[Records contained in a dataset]
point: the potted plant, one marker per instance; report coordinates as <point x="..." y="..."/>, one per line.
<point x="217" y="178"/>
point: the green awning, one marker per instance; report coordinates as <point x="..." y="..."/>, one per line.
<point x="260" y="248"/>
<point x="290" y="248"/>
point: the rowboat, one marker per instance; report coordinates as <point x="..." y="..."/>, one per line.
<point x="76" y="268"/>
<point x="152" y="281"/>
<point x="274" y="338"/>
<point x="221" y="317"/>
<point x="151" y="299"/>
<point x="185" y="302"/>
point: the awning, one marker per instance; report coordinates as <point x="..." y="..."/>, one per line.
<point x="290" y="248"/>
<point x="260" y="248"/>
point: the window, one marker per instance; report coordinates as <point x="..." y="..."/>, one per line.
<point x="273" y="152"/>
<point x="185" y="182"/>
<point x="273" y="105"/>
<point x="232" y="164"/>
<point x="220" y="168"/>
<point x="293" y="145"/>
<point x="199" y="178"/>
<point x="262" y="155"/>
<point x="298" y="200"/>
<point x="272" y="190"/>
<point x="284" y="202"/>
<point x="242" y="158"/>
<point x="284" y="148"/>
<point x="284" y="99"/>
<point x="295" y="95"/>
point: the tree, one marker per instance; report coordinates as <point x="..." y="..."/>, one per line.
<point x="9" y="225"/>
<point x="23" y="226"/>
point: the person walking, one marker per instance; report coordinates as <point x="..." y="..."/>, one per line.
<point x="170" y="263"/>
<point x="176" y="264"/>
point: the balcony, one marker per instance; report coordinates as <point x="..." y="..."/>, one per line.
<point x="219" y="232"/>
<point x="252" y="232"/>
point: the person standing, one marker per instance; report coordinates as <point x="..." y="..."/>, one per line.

### What you should do
Each line from the one holding "point: the balcony, one" to the end of the data above goes into the answer exactly as written, and no other line does.

### Final answer
point: the balcony, one marker per instance; report coordinates as <point x="..." y="..."/>, one per line.
<point x="219" y="232"/>
<point x="252" y="232"/>
point: the person standing, one marker per instance; report coordinates as <point x="..." y="..."/>, one per line.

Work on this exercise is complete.